* **PROVIDED TEXT**:
Commonly used to detect solid tumors, positron emission tomography (PET) paired with the glucose metabolism probe, fluorodeoxyglucose (FDG), is considered 'old' technology in the field of cancer. A team from Duke-NUS Medical School (Duke-NUS) and Singapore General Hospital (SGH) has now found a new use for this 'old' technology in another field: infectious diseases research. Using FDG-PET as an imaging tool for dengue infection in mouse models, the team has potentially uncovered a novel and non-invasive way to track the infection in real-time and more accurately assess the effectiveness of new treatments for dengue.
Similar to how radar is able to track and visualise where ships are in the ocean, PET is able to track and visualise where in the body glucose is taken up by cells. FDG is a radioactive version of glucose, which when injected into a mouse and absorbed by cells, can be seen using PET. Inflammation of the small and large intestines is known to occur in dengue-infected mice, and with it cellular uptake of glucose and FDG increases. Knowing this, the team set out to use PET-FDG to visualise inflammation as a marker of dengue infection in mice.
"To our knowledge, this is the very first time PET has been systematically evaluated in the field of acute viral infectious diseases. We are excited to be able to repurpose this non-invasive technology, and generate such robust images of live dengue infection in the body," commented the lead author of the study, Duke-NUS Assistant Professor Ann-Marie Chacko from the Cancer and Stem Cell Biology Programme, and head of the Duke-NUS for Translational and Molecular Imaging (LTMI).
Not only was increased inflammation observed in the spleen, and small and large intestines of dengue-infected mice, but the inflammation subsided after antivirals were given. In addition, tracking glucose uptake with FDG-PET predicted the progression and severity of dengue infection, as well as the effectiveness of treatment.
"Being able to visualise dengue infection in the body potentially transforms how the effectiveness of new dengue therapeutics is assessed. We look forward to collaborating with academic and industry partners who are looking to validate their new dengue therapeutics using this novel approach," added Professor Subhash Vasudevan from the Emerging Infectious Diseases Programme at Duke-NUS and senior author of the publication.
Dr Jenny Low, Senior Consultant with the Department of Infectious Diseases at SGH and a clinician on the research team explained, "Traditionally, in research, the amount of virus in the blood is measured and used as an indicator of disease severity. What makes the findings of this study so ground-breaking is that we may have a non-invasive way to track dengue infections in our patients more accurately during clinical trials to better measure if the experimental treatment given is effective."
Whether the basic laboratory findings are translatable to dengue patients hinges on a joint SGH/Duke-NUS study led by Dr Shirin Kalimuddin, Consultant with the Department of Infectious Diseases, SGH. This clinical study is currently recruiting dengue patients as volunteers. Ultimately, the hope is that non-invasive PET-FDG imaging can be used to transform the assessment of new dengue treatments in clinical trials so that infections may be more effectively treated in the clinic.

* **AIM OF THE EXERCISE**:
Name every person mentioned in the dengue imaging article.

* **PROVIDED RECORDS**:
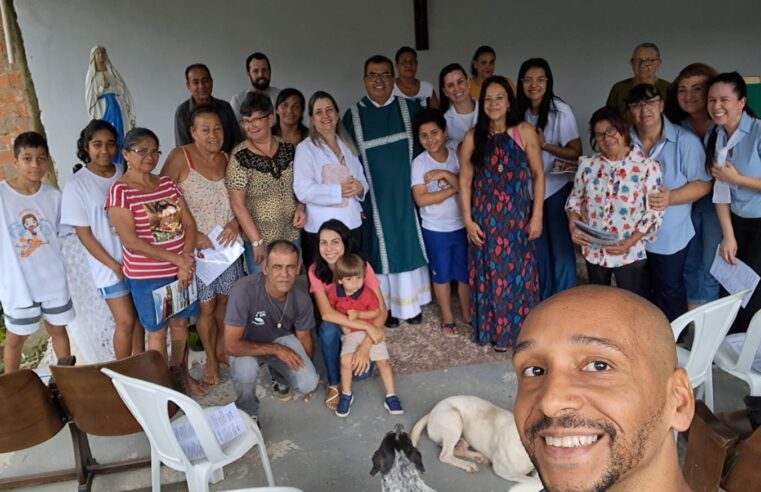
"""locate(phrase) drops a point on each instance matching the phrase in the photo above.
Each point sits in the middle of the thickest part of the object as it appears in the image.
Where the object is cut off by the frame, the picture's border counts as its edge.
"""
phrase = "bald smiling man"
(600, 394)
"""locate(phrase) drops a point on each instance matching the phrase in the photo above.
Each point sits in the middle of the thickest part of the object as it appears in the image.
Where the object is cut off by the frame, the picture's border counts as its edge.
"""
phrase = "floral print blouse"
(612, 196)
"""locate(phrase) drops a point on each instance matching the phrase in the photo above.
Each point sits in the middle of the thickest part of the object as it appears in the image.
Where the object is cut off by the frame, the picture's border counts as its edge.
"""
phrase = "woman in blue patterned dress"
(499, 159)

* **PROBLEM SOLUTION**:
- Ann-Marie Chacko
- Subhash Vasudevan
- Jenny Low
- Shirin Kalimuddin